BEGIN AVAILABLE RECORDS
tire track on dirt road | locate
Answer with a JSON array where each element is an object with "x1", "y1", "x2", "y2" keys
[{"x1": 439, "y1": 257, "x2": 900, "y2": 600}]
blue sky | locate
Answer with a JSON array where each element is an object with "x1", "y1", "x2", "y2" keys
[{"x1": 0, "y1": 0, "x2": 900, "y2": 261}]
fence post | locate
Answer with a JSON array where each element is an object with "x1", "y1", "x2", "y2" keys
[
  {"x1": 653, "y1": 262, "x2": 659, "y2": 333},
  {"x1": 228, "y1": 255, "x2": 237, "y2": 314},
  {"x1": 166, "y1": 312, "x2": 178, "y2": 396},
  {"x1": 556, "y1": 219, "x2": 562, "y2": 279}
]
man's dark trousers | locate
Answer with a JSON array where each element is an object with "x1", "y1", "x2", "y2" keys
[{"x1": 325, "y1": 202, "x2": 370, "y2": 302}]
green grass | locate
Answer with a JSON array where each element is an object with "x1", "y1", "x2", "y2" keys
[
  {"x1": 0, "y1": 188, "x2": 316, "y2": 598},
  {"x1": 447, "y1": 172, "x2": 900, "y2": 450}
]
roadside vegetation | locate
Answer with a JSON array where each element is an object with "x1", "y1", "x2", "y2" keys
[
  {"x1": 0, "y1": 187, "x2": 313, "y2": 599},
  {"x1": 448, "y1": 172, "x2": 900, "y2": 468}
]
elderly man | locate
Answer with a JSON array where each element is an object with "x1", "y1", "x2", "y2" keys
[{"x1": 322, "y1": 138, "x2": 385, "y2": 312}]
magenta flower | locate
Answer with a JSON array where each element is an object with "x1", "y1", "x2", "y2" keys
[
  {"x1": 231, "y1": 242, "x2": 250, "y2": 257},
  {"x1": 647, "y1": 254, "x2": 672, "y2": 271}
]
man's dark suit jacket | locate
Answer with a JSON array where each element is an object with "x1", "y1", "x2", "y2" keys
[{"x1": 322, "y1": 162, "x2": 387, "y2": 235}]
END AVAILABLE RECORDS
◆ STATED EXERCISE
Please repeat the lines from the one containing "man's dark suit jacket | locate" through the last line, switching "jacket" to "blazer" and keeping everything else unchanged.

◆ REPLY
man's dark suit blazer | locate
Answer with a JSON array where each element is an object with "x1", "y1", "x2", "y2" keys
[{"x1": 322, "y1": 162, "x2": 387, "y2": 235}]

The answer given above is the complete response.